Work required: Rewrite every line below in full. Keep the wording unchanged, multiply each x and y coordinate in the bracketed points by 1.05, round to the nearest whole number with halves going up, and omit the pictures.
-- BEGIN --
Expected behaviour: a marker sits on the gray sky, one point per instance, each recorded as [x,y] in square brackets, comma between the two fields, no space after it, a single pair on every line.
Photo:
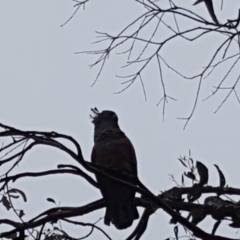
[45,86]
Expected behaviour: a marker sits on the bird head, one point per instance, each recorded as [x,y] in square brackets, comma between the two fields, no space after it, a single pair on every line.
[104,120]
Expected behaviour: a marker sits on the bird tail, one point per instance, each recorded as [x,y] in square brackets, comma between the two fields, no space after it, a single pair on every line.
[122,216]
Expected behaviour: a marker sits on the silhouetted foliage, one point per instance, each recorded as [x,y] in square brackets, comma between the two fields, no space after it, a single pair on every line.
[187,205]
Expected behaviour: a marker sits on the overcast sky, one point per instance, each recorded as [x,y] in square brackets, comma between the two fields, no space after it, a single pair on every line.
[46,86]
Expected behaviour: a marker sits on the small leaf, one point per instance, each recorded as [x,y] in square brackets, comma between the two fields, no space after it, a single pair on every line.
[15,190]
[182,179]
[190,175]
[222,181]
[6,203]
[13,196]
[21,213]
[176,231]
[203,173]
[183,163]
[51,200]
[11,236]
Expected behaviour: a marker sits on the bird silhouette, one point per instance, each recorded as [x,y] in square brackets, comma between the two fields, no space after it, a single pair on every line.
-- END --
Complete output:
Expected behaviour: a marker sits on the gray sky, one point per instance, each recorded as [x,y] in square brackets, comma between the two fields, no space after it, a single pair on every line.
Photo:
[47,90]
Expected behaviour: a marker sits on the bird head, one point per instance, each recorded as [x,y] in square brackets, comma between the two fields, no space after it, a single pair on every line.
[109,126]
Expected behaviour: a marker sits on the bird tail, one point per instance, each recorded as [x,y] in square brackets, comma between the two fields, no space after it, a single pair on every line.
[128,227]
Expected behaviour: a marker sits on the silhouetted foliage, one point per instance, each recorded as [x,y] in square brackets, comma between the two fields, no space after it, a single pair on every line.
[196,215]
Expected behaviour: a marker sits on the overcast sky, one point per instance, each recorded as [x,y] in square brackets, comma between the two fields, no space after it, a single pair on every line.
[48,90]
Expected behaviour: a marker sits on the small leaf, one point per instance, each recorded as [x,y] in square brackets, comma between the two fields, no space after it, a single pair on every line.
[16,200]
[191,188]
[200,184]
[233,190]
[6,213]
[14,206]
[22,224]
[185,243]
[213,182]
[192,171]
[54,210]
[12,248]
Expected behaviour: a marker sits on the bird silhouette, one point per instance, each recorded as [x,y] in square brackets, comma between the two fields, no space after it, a single pair on every line.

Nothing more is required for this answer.